* Objective *
Return each line of the material below that includes the word "countertop".
-- start of Records for processing --
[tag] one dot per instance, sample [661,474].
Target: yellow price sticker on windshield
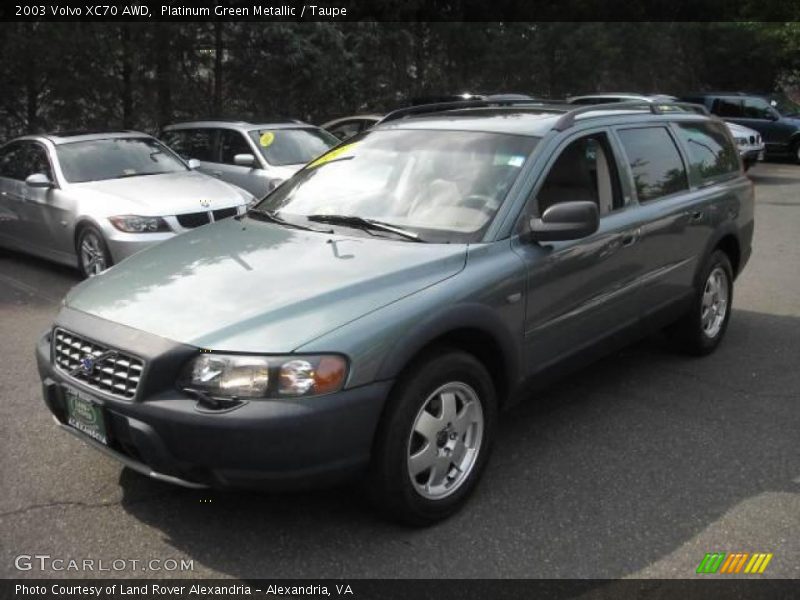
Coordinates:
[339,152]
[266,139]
-- end of Records for processing --
-- start of Records for processing --
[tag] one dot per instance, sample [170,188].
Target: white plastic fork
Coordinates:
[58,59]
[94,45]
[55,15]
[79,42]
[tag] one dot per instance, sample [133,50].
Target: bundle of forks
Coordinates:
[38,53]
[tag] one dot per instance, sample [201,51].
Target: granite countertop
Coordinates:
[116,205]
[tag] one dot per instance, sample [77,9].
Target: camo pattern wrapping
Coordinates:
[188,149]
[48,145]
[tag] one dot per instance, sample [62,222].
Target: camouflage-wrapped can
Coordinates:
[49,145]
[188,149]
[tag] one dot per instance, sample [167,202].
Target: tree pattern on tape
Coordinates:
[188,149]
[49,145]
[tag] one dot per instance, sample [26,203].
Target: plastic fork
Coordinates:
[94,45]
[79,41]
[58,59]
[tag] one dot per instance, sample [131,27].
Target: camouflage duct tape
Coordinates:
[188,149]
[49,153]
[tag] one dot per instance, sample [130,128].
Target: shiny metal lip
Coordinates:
-- end of Records for processing --
-- start of Records for processing --
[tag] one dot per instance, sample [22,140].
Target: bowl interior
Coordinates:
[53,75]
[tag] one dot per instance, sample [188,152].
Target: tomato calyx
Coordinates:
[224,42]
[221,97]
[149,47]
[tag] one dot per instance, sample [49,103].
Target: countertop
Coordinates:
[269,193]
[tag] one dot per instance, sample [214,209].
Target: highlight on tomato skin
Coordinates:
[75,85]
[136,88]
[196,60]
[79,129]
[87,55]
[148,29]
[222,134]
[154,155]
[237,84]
-- end of Records for processing --
* Answer *
Target: granite countertop
Target: countertop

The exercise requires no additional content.